Format the records below as a Markdown table with the columns Row and Text. Start at the line that contains "One pin marks each instance of the short" and end at the line that contains "x=111 y=331". Number each line and leave out blank lines.

* begin *

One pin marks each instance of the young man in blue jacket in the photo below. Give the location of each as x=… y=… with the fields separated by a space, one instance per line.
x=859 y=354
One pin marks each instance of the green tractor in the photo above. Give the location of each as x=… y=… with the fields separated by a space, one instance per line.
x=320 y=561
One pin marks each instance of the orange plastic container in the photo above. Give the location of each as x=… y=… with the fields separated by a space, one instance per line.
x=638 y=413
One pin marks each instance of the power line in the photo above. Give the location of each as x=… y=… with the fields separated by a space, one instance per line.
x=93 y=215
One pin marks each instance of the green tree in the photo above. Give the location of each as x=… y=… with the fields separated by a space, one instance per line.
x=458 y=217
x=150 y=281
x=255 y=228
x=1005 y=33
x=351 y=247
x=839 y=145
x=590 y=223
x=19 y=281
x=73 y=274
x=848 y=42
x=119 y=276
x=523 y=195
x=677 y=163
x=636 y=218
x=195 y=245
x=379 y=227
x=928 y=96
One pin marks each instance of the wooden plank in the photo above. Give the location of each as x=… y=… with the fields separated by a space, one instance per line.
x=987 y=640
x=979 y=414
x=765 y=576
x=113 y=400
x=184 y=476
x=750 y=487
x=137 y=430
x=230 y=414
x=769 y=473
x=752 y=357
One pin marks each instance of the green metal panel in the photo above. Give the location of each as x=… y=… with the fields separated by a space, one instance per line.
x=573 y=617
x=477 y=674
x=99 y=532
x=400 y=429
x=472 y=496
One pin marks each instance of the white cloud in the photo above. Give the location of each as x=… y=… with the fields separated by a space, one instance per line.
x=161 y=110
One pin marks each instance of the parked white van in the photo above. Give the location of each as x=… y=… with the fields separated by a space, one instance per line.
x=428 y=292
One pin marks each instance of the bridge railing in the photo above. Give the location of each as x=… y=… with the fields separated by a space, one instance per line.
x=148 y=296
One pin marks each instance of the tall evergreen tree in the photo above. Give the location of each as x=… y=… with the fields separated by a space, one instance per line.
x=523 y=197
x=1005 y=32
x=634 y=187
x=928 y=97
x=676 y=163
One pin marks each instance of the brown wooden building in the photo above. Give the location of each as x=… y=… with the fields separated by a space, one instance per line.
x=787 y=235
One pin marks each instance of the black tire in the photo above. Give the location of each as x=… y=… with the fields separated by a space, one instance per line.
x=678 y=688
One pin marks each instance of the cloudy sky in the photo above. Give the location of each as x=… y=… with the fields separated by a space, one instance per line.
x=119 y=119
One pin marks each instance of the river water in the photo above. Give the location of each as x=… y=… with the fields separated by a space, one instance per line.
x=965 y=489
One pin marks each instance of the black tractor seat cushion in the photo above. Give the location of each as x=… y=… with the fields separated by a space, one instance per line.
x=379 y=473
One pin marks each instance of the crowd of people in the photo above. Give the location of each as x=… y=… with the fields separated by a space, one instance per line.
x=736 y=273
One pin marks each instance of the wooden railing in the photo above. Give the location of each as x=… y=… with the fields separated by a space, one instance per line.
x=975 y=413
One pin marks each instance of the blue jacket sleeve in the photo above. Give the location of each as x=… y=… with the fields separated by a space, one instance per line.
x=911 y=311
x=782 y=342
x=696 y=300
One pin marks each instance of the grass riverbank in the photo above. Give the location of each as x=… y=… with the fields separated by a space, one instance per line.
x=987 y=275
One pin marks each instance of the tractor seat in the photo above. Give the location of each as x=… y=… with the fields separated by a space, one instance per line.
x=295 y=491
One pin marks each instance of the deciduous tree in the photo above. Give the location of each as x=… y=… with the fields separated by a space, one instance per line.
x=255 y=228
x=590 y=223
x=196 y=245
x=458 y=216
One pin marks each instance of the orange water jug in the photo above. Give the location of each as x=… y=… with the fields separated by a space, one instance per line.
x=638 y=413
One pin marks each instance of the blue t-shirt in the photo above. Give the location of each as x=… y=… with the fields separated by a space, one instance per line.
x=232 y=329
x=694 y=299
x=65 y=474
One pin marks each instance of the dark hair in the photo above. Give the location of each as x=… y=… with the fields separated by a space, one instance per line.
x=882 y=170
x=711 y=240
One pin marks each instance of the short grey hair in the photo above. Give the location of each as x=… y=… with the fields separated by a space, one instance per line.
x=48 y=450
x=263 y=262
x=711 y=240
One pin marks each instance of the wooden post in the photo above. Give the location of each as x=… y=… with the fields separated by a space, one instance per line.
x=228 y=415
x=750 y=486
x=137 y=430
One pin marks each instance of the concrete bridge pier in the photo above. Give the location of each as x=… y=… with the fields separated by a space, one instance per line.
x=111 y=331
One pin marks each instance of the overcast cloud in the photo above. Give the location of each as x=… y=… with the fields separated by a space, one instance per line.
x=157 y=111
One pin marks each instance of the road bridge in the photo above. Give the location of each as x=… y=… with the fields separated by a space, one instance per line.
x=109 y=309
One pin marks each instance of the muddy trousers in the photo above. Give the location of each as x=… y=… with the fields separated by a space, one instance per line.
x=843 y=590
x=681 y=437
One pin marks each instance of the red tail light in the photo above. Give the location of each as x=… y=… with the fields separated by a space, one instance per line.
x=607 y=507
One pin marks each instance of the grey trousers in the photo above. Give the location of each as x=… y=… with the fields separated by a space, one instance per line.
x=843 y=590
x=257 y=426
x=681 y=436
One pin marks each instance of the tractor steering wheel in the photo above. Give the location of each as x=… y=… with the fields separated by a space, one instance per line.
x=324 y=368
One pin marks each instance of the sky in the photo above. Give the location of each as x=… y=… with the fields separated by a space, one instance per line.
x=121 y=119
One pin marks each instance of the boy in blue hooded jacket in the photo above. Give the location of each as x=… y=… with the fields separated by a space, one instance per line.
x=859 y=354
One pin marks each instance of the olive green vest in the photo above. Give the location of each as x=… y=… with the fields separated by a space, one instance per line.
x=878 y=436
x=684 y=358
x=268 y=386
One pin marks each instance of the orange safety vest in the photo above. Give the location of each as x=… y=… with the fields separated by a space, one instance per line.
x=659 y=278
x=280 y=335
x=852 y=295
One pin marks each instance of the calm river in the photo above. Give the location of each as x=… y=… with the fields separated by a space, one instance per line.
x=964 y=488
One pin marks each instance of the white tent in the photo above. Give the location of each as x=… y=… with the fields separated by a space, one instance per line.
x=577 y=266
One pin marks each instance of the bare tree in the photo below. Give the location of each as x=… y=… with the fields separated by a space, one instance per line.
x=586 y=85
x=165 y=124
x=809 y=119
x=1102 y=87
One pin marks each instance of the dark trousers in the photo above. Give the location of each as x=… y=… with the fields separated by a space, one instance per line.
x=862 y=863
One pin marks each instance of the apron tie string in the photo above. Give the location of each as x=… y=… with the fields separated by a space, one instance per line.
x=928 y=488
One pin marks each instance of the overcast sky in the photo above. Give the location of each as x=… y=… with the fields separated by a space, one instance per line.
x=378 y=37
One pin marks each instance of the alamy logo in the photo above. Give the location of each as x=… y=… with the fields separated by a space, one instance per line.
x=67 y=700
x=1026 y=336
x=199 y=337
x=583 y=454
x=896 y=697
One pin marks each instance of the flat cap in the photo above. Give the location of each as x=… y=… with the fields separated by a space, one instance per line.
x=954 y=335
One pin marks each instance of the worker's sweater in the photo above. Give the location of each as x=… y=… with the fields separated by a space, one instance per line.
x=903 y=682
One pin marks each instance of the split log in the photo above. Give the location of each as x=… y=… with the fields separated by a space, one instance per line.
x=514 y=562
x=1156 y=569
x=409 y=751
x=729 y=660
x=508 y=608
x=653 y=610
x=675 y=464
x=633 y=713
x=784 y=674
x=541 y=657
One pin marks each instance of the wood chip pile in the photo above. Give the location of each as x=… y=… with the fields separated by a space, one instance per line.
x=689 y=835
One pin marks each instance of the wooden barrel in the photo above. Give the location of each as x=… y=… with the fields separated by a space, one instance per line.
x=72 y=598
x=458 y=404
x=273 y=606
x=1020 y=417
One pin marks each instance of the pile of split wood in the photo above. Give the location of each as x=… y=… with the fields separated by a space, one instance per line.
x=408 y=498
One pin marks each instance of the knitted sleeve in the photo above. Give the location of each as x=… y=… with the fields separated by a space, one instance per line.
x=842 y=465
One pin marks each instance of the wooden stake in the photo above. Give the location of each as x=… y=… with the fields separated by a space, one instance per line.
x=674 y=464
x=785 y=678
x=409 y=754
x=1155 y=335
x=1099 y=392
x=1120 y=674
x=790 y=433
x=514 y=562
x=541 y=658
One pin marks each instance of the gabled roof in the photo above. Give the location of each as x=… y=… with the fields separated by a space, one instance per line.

* end *

**Answer for the task**
| Row | Text |
|---|---|
| 1 | One pin marks each instance of the short grey hair in the photo above. Give the location of each as x=… y=… with the fields separated by a space, one instance per line. |
| 2 | x=48 y=450 |
| 3 | x=263 y=262 |
| 4 | x=711 y=240 |
| 5 | One pin marks each instance of the wooden post in the photo above. Give the location of each as x=… y=… with the fields separated by a space, one instance per line. |
| 6 | x=228 y=415 |
| 7 | x=750 y=486 |
| 8 | x=137 y=430 |
| 9 | One pin marks each instance of the concrete bridge pier in the photo above. Give the location of each as x=… y=… with the fields separated by a space, one instance per line. |
| 10 | x=111 y=331 |